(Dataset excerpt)
━━━━━━━━
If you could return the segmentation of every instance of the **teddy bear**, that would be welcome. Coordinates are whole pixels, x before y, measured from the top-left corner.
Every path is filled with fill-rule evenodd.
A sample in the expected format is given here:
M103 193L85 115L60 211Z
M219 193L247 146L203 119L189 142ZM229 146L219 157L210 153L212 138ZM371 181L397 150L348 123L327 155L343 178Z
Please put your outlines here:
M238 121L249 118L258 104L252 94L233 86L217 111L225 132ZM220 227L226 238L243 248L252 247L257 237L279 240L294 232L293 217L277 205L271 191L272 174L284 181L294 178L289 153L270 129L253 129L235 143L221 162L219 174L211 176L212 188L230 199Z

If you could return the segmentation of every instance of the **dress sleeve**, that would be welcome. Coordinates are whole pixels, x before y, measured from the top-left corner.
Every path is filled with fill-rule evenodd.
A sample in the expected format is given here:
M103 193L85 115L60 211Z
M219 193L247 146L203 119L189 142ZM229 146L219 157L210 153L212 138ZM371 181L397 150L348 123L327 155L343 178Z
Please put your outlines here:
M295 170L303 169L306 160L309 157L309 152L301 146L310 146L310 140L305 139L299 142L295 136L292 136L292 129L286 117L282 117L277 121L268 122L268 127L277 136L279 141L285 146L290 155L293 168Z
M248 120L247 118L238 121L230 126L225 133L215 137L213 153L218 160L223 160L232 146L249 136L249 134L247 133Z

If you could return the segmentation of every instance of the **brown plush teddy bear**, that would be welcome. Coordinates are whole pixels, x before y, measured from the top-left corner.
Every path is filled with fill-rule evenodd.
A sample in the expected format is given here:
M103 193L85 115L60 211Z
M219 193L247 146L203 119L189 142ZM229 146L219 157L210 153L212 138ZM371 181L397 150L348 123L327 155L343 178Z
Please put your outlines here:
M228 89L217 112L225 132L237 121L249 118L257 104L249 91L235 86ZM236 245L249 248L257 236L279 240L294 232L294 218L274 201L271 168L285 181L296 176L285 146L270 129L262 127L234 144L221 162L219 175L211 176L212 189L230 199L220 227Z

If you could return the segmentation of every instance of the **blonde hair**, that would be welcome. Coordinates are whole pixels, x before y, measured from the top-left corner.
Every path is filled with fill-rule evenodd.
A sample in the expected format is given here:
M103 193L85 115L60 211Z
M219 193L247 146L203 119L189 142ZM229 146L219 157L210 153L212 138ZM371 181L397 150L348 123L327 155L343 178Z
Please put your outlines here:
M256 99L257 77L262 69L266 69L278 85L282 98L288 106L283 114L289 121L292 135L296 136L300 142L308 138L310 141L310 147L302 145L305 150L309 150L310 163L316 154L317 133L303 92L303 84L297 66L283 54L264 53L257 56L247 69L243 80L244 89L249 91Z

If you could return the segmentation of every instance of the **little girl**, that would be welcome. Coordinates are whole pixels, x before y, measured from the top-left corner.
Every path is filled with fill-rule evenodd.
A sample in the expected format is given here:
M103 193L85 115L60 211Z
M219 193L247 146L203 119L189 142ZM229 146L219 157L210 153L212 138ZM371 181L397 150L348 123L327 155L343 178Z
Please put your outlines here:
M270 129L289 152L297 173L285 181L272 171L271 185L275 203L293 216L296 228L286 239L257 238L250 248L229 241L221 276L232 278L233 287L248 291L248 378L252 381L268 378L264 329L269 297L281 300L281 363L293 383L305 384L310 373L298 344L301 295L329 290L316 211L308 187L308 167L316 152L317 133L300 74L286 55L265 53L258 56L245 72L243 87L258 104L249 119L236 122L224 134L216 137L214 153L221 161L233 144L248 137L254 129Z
━━━━━━━━
THE EXERCISE: Update the items above by swapping each "teddy bear" for "stuffed toy" and leaving everything else untouched.

RESPONSE TO THE TASK:
If you could return the segmentation of every instance of the **stuffed toy**, that would be welcome. Coordinates are whole pixels, x before y, measured from the top-left corner.
Every path is filled with fill-rule evenodd.
A sample in the expected format is given here:
M103 193L85 115L60 211Z
M219 193L247 146L203 119L189 142ZM229 146L219 157L210 153L212 138ZM371 181L397 150L348 123L327 155L343 178Z
Please put your outlines here:
M238 121L249 118L258 104L252 94L233 86L217 111L225 132ZM220 227L226 238L243 248L252 247L257 237L279 240L294 232L293 217L277 205L271 191L272 174L284 181L294 178L289 153L270 129L253 129L235 143L221 162L219 174L211 176L212 188L230 199Z

If you could return the segmentation of every instance of the **dress sleeve**, that would be welcome. Coordinates are whole pixels, x before y, measured from the top-left corner.
Every path is filled with fill-rule evenodd.
A sample in the expected format is given here:
M103 193L85 115L60 211Z
M219 193L247 146L203 119L189 142ZM229 146L219 157L210 153L212 138ZM371 181L397 150L348 123L327 155L343 178Z
Please put your outlines here:
M295 170L303 169L306 160L309 157L309 152L301 146L310 146L310 140L305 139L299 142L295 136L292 136L292 129L286 117L282 117L277 121L268 122L268 127L277 136L279 141L285 146L290 155L293 168Z
M248 120L247 118L238 121L230 126L225 133L215 137L213 153L218 160L223 160L232 146L249 136L249 134L247 133Z

If you could return the segmentation of every instance of the **brown plush stuffed toy**, that would be welcome. Coordinates are whole pixels, x before y, measured from the top-left corner.
Every path is filled with fill-rule evenodd.
A sample in the expected format is given here:
M103 193L85 115L60 211Z
M219 193L247 146L203 119L189 142ZM229 146L219 157L210 153L212 138ZM371 181L397 150L348 123L327 155L343 178Z
Please put your outlines here:
M228 89L217 112L225 132L237 121L249 118L257 104L249 91L235 86ZM236 245L249 248L257 236L279 240L294 232L294 218L274 201L271 168L285 181L296 176L285 146L270 129L262 127L234 144L221 162L219 175L211 176L212 189L230 199L220 227Z

If you could return the segmentation of every instance of the **blonde hair**, that would be welcome. Coordinates are whole pixels, x before y, measured from the top-left corner.
Every path is filled with fill-rule evenodd.
A sample in the expected format is given here:
M103 193L85 115L60 211Z
M219 193L247 146L203 119L189 142ZM229 146L219 157L210 153L212 138ZM371 181L397 150L348 123L327 155L343 178Z
Please put your outlines here:
M256 99L257 77L262 69L266 69L278 85L282 98L288 106L283 114L289 121L292 135L296 136L300 142L308 138L310 141L310 147L302 145L305 150L309 150L310 163L316 154L317 133L303 92L303 84L297 66L283 54L264 53L257 56L247 69L243 80L244 89L249 91Z

If you could return the segmentation of every instance of the **little girl**, that would be welcome. Coordinates are whole pixels, x before y, measured from the top-left corner.
Every path is filled with fill-rule evenodd.
A sample in the expected format is given here:
M103 193L85 115L60 211Z
M219 193L247 146L203 119L189 142ZM229 146L219 157L210 153L212 138ZM371 181L397 150L348 123L327 155L343 178Z
Please put your outlines here:
M270 129L289 152L297 173L285 181L272 171L271 185L275 203L293 216L296 228L286 239L257 238L250 248L229 241L221 276L232 278L233 287L248 291L248 378L252 381L268 378L264 329L269 297L281 300L281 363L293 383L305 384L310 373L298 344L301 295L329 290L316 211L308 187L308 167L316 152L317 133L300 74L286 55L265 53L258 56L245 72L243 87L258 104L249 119L236 122L224 134L216 137L214 153L221 161L233 144L248 137L254 129Z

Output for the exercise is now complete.